◆ Exercise
Of the material below, only the lines from the line containing "Target: white heart shape" down to the line containing "Target: tree trunk" belong in the answer, written out exactly.

◆ Data provided
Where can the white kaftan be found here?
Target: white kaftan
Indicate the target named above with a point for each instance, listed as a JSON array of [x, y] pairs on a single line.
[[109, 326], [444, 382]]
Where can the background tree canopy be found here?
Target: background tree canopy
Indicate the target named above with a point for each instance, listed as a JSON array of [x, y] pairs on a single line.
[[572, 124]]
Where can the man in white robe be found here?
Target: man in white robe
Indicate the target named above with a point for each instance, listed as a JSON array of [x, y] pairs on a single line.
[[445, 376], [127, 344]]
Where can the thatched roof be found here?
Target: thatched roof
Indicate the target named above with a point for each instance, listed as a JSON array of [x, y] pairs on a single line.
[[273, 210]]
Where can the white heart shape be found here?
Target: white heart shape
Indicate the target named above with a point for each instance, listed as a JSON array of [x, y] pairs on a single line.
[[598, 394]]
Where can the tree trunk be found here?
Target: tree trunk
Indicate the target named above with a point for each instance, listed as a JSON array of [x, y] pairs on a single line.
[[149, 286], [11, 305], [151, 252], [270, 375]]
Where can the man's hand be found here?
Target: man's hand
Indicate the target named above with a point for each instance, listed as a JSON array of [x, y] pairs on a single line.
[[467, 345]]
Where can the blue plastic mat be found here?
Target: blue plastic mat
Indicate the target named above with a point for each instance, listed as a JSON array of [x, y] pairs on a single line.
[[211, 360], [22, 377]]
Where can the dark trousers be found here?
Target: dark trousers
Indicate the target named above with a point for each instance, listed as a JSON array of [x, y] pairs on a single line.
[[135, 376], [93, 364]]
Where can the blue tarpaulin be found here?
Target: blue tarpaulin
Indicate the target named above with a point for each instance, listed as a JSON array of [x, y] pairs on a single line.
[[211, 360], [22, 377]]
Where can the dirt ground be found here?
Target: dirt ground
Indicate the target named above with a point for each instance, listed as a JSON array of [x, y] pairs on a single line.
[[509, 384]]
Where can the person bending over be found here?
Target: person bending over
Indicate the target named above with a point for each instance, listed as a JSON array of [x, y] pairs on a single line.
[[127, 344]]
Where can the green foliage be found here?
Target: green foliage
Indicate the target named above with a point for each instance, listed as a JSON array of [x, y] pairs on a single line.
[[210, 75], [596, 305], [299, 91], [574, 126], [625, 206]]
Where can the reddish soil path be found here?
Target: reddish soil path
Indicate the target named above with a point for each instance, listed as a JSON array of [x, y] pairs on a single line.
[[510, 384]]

◆ Reply
Target: white heart shape
Indicate the target named above with a point for each instance, listed as a JSON array of [x, y] pairs on a single line.
[[598, 394]]
Where can the tree trunk be found here?
Target: tree trunk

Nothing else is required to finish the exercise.